Do this | Write out every one of the stored entries below line for line, without changing anything, but omit the images.

Stored entries:
* Start *

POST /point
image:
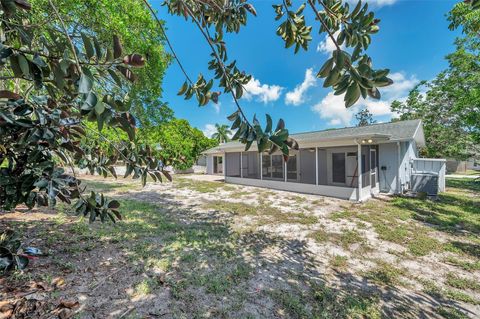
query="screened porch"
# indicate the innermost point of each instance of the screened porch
(307, 170)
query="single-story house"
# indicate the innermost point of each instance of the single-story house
(327, 162)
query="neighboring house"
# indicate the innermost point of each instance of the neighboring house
(327, 162)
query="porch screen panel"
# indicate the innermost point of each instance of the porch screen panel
(365, 165)
(322, 167)
(232, 164)
(307, 166)
(251, 165)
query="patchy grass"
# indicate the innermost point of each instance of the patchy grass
(264, 212)
(435, 291)
(201, 186)
(385, 274)
(209, 267)
(320, 301)
(350, 237)
(320, 235)
(463, 264)
(450, 313)
(338, 262)
(456, 281)
(422, 245)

* End *

Answer for the task |
POST /point
image:
query="screened porch"
# indicate the innermost point of each instance of the screened porch
(307, 170)
query="single-story house"
# indicate the innermost point of each instance of the single-story house
(327, 162)
query="neighboring house"
# indicate the innermost point of each instance of the neighboring house
(327, 162)
query="porch screen panel"
# indicate the innermost point of each instance of the porch screen panel
(365, 165)
(322, 167)
(232, 164)
(307, 166)
(251, 165)
query="patchy grass"
# indicate the innermost point of each instance of the patchy grass
(264, 212)
(435, 291)
(201, 186)
(385, 274)
(209, 267)
(320, 301)
(350, 237)
(320, 235)
(463, 264)
(450, 313)
(338, 262)
(456, 281)
(422, 245)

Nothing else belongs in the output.